** Opening Exercise data block **

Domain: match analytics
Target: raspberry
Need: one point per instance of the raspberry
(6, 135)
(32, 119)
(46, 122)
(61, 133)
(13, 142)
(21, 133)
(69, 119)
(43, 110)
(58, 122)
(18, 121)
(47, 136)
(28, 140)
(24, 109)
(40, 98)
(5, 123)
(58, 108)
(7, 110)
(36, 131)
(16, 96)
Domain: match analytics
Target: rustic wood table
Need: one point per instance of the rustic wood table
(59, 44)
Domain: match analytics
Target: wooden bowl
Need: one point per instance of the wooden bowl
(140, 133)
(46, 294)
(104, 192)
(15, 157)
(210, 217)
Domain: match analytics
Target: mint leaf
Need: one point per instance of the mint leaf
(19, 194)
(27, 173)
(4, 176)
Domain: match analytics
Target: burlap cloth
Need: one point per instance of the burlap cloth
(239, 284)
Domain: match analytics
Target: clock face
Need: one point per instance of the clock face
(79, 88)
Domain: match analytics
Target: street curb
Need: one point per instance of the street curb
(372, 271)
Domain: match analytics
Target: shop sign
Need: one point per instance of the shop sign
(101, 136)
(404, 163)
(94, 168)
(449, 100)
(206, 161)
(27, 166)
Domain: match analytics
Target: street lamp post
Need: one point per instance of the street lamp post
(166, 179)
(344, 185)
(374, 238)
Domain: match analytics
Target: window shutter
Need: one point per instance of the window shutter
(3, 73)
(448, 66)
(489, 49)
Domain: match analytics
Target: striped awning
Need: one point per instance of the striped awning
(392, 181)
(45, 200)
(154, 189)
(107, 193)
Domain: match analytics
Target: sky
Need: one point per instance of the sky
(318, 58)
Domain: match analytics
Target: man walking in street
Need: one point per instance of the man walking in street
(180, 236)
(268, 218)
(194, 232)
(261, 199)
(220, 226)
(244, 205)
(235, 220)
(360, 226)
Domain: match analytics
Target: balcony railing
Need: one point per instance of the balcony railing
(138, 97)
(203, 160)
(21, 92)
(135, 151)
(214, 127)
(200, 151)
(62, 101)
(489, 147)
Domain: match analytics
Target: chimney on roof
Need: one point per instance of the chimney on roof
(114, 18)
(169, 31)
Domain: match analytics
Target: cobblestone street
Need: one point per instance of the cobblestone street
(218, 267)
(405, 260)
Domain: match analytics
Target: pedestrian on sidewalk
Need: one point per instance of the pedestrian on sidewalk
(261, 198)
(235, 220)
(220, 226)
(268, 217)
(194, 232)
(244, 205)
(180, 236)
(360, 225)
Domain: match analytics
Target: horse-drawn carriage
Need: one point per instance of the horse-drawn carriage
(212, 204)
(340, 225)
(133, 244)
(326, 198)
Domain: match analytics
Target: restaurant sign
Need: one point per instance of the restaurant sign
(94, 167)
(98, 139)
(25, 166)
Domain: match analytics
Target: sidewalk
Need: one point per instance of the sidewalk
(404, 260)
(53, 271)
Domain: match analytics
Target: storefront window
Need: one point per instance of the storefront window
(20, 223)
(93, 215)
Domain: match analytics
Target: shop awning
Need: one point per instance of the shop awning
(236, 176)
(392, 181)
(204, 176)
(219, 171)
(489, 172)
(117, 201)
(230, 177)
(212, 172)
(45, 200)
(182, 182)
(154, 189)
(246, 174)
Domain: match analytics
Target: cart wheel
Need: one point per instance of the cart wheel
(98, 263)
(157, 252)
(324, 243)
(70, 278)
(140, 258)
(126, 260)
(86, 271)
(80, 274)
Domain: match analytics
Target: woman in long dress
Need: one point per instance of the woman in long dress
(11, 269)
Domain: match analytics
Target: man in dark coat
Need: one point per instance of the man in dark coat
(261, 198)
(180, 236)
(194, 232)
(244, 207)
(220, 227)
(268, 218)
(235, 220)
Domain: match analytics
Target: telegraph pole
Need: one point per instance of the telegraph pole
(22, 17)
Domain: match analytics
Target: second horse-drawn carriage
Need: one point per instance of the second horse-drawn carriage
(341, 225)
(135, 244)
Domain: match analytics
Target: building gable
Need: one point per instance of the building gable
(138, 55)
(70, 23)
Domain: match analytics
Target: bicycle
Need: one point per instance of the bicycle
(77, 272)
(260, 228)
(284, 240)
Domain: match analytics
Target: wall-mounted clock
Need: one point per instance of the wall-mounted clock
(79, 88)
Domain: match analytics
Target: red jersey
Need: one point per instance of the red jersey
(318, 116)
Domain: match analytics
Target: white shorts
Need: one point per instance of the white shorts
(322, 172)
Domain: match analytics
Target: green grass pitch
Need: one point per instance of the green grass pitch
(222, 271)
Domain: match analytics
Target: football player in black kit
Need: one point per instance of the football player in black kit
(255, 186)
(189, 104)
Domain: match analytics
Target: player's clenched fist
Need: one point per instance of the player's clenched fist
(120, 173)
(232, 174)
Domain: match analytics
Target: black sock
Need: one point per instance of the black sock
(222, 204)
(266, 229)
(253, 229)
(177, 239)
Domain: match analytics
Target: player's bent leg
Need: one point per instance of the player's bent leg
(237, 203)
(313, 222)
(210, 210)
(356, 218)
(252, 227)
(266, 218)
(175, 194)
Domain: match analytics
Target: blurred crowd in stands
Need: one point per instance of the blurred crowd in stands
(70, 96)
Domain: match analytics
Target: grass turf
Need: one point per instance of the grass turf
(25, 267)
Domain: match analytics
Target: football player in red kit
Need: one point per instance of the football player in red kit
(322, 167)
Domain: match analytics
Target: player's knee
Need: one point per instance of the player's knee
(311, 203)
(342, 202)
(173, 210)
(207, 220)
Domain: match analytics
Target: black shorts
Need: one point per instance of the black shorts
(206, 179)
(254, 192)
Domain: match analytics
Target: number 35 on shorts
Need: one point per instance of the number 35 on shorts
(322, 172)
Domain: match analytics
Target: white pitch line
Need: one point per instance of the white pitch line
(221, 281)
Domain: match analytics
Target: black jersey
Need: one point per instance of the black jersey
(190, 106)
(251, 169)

** Closing Exercise data block **

Only the lines above from the line containing "Target: cart wheel" through the line containing "Target: black sock" should be retyped, exactly and with both ends included.

Target: cart wheel
Need: one point per instance of the cart wheel
(98, 263)
(157, 252)
(324, 243)
(70, 278)
(140, 258)
(126, 260)
(86, 271)
(80, 274)
Domain: match analytics
Target: woman in long dress
Need: one point per instance of the woman in long dress
(11, 269)
Domain: match analytics
Target: man in dark coat
Need: one point per instance of the man in dark coat
(261, 198)
(180, 236)
(194, 232)
(244, 207)
(220, 227)
(268, 218)
(235, 220)
Domain: match analytics
Target: telegraph pole
Need: one point per instance of the telegraph pole
(22, 17)
Domain: match analytics
Target: second horse-drawn carriage
Need: one point per instance of the second horse-drawn carriage
(341, 225)
(135, 244)
Domain: match analytics
Target: building gable
Need: one point per instance of the building gable
(138, 55)
(70, 23)
Domain: match analytics
Target: bicycle
Need: one point per instance of the bicycle
(77, 272)
(260, 228)
(284, 240)
Domain: match analytics
Target: wall-mounted clock
Need: one point per instance of the wall-mounted clock
(79, 88)
Domain: match analytics
Target: red jersey
Need: one point per instance of the red jersey
(318, 116)
Domain: match analytics
Target: white shorts
Need: one point per instance of the white shorts
(322, 172)
Domain: match analytics
Target: green grass pitch
Need: one point per instance of the green grass pitch
(222, 271)
Domain: match analytics
Target: football player in black kit
Need: one point per instance of the football player in black kit
(255, 186)
(189, 104)
Domain: match analytics
Target: player's clenched fist
Need: one point per instance of the player's clenched fist
(120, 173)
(232, 174)
Domain: match analytics
Target: black sock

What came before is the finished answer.